- **EXCERPT**
.....

There are already many good thoughts mentioned here. But one is missing. Flexible Arrays are part of C99 and thus aren't part of C++, although some C++ compiler may provide this functionality there is no guarantee for that. If you find a way to use them in C++ in an acceptable way, but you have a compiler that doesn't support it, you perhaps can fallback to the "classical" way

quinmars
+1  A: 

You probably want something lighter than a vector for high performances. You also want to be very specific about the size of your packet to be cross-platform. But you don't want to bother about memory leaks either.

Fortunately the boost library did most of the hard part:

struct packet
{
   boost::uint32_t _size;
   boost::scoped_array<unsigned char> _data;

   packet() : _size(0) {}

       explicit packet(packet boost::uint32_t s) : _size(s), _data(new unsigned char [s]) {}

   explicit packet(const void * const d, boost::uint32_t s) : _size(s), _data(new unsigned char [s])
   {
  std::memcpy(_data, static_cast<const unsigned char * const>(d), _size);
   }
};

typedef boost::shared_ptr<packet> packet_ptr;

packet_ptr build_packet(const void const * data, boost::uint32_t s)
{

 return packet_ptr(new packet(data, s));
}
Edouard A.
How is that lighter than std::vector? You've used more memory and put an extra level of indirection into it.

.....

- **DIRECTIVE A**
Find every line in the entries that contains the string "black", and copy each one. Case counts.
- **DIRECTIVE B**
Write the next part of the forum thread about storing packet data in C++, picking up after its last sentence.

.....

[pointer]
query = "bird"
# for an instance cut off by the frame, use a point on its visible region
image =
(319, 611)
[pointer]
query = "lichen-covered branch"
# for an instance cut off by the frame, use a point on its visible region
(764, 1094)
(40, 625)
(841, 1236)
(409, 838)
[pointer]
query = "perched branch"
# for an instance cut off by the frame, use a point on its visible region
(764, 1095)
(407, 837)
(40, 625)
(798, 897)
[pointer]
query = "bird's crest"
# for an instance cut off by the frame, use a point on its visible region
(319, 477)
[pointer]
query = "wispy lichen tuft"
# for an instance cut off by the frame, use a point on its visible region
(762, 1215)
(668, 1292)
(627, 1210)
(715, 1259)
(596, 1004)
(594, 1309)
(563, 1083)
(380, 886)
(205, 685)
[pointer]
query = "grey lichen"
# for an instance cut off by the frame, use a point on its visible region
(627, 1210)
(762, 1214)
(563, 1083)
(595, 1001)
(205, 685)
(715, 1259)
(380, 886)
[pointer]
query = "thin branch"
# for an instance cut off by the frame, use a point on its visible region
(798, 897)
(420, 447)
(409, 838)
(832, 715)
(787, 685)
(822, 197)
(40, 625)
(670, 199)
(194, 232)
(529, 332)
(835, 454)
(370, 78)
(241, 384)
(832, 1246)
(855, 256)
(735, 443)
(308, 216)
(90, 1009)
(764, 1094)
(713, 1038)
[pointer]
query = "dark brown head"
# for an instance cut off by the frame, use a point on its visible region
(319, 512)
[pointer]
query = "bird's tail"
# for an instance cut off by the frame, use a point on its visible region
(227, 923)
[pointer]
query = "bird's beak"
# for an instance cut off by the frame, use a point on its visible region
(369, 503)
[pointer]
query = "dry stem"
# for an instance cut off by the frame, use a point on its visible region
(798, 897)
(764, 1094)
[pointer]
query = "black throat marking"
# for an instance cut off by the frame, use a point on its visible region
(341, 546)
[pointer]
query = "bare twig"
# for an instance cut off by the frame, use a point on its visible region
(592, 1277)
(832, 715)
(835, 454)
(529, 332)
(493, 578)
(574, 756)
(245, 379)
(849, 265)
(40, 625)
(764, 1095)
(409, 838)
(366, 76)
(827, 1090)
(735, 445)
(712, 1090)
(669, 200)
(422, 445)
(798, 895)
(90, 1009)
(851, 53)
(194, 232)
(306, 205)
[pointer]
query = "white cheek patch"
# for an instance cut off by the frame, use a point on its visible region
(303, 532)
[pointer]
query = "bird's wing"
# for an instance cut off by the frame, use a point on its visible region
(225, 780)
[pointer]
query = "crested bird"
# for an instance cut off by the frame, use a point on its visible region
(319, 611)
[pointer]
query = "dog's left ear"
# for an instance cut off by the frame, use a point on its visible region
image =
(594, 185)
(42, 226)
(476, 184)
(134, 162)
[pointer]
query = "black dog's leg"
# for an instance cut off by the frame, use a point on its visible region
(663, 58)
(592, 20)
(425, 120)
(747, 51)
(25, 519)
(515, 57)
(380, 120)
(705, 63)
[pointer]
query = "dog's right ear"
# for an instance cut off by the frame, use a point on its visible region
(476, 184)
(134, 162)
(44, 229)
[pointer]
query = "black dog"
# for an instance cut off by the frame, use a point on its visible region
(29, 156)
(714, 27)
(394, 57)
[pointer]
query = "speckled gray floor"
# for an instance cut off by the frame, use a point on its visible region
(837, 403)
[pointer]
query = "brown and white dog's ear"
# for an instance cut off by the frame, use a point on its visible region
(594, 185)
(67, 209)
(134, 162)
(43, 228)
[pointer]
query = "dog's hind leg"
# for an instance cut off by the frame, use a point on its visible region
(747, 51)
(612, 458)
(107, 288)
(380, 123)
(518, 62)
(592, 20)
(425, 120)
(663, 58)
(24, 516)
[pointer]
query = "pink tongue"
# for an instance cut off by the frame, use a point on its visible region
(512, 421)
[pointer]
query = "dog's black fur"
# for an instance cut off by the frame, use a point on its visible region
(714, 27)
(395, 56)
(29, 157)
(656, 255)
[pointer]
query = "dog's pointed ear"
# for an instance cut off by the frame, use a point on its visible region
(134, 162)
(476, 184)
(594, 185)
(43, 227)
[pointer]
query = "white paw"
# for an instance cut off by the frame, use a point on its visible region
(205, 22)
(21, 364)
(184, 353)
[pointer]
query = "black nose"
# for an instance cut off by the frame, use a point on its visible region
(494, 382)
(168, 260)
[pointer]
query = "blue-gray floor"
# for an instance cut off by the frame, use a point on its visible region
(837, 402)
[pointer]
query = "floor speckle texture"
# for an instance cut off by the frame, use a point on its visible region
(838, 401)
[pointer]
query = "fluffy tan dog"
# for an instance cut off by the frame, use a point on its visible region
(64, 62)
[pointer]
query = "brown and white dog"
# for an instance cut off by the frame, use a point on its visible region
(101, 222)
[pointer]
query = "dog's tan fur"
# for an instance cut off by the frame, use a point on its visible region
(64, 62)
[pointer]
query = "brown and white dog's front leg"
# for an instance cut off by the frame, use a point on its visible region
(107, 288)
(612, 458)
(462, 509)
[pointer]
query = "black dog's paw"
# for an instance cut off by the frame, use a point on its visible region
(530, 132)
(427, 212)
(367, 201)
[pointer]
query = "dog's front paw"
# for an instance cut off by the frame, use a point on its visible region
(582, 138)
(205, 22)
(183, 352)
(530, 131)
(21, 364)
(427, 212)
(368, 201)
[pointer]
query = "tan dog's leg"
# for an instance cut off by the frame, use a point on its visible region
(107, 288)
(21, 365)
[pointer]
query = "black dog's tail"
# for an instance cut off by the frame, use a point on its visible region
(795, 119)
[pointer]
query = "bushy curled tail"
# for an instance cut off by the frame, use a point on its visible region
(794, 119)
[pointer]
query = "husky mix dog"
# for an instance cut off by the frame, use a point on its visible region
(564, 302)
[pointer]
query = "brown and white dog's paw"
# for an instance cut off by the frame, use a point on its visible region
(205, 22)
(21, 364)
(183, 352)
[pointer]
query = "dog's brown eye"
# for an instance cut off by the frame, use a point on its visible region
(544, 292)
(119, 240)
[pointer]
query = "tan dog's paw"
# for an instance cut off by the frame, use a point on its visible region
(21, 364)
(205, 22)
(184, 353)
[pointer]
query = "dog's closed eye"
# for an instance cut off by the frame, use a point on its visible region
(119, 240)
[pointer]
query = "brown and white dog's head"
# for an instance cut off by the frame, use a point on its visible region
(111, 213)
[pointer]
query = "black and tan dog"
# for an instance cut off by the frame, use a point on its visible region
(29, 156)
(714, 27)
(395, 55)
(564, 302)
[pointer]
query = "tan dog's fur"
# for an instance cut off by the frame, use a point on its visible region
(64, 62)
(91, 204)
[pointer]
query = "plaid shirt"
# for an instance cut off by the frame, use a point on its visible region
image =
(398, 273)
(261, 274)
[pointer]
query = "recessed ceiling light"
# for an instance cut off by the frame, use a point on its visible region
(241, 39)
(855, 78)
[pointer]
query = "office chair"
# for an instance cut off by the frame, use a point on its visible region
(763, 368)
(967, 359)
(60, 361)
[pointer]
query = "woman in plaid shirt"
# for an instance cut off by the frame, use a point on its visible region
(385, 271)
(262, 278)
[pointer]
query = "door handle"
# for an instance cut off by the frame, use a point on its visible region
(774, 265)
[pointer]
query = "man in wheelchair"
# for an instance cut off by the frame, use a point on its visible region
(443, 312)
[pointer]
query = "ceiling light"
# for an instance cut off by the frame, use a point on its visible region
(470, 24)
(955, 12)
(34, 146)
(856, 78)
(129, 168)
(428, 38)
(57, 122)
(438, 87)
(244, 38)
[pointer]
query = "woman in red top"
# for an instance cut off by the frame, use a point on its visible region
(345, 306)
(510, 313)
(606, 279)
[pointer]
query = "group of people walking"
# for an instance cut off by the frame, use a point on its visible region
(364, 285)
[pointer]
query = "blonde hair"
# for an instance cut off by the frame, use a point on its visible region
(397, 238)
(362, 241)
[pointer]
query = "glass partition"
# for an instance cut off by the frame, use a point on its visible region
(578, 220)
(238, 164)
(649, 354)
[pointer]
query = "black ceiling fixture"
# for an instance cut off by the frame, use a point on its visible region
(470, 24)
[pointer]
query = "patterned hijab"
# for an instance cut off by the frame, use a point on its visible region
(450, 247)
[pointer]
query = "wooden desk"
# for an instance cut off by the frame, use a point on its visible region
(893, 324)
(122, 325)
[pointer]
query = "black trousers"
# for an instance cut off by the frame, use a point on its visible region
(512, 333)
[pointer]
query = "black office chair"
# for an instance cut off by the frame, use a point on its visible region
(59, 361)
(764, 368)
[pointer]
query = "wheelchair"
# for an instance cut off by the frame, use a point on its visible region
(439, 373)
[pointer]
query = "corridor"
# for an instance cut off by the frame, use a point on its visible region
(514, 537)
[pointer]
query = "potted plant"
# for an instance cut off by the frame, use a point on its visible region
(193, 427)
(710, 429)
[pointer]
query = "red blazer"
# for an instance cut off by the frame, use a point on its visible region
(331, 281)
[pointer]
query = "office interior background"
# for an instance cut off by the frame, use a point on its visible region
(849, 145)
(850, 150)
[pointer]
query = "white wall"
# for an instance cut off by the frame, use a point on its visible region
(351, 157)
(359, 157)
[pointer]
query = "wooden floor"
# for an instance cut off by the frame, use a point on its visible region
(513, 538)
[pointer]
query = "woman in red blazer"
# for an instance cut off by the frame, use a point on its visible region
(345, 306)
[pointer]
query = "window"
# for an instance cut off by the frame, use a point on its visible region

.....

- **EXPECTED OUTPUT A**
query = "black throat marking"
query = "black dog's leg"
query = "black dog"
query = "dog's black fur"
query = "black nose"
query = "black dog's paw"
query = "black dog's tail"
query = "black and tan dog"
query = "black ceiling fixture"
query = "black trousers"
query = "black office chair"

- **EXPECTED OUTPUT B**
Jimmy J
No exceptions. No validation. You are certain that the memory you have is the memory actually allocated (vector may reserve more). The packet structure can evolve. Not vector. Which means you'd have to put a vector into the message in the end...
Edouard A.
+1  A: 

You can use the "C" method if you want but for safety make it so the compiler won't try to copy it:

struct Packet
{
    unsigned int bytelength;
    unsigned int data[];

private:
   // Will cause compiler error if you misuse this struct
   void Packet(const Packet&);
   void operator=(const Packet&);
};
Jimmy J
A: 

There's nothing whatsoever wrong with using vector for arrays of unknown size that will be fixed after initialization. IMHO, that's exactly what vectors are for. Once you have it initialized, you can pretend the thing is an array, and it should behave the same (including time behavior).

T.E.D.